> [DESCRIPTION OF THE TASK]: Only the number is wanted: state how many lines of the data below contain the word "vertices".

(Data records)
_ _ _ _ _
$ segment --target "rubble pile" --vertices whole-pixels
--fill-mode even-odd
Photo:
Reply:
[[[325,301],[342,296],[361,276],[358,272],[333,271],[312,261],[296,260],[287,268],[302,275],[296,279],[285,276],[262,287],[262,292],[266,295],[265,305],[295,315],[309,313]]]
_ _ _ _ _
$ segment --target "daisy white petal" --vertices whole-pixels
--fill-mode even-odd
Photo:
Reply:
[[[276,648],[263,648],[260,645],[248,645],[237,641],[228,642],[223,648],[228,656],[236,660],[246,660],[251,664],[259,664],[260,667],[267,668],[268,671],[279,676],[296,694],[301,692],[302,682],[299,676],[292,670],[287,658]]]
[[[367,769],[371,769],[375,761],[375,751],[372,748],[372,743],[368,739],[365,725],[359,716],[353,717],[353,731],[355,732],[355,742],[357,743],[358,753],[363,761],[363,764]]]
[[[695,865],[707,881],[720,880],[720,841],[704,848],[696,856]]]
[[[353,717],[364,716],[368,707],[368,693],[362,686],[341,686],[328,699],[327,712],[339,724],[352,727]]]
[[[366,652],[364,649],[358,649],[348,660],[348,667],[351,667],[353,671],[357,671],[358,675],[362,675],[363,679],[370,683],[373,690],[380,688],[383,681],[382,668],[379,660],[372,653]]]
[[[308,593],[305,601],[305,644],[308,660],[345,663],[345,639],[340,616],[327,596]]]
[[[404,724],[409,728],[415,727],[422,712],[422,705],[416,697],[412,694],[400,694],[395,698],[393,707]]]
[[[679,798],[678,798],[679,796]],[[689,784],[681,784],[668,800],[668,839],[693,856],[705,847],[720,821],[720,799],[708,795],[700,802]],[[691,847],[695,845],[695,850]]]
_ _ _ _ _
> [ANSWER SECTION]: 2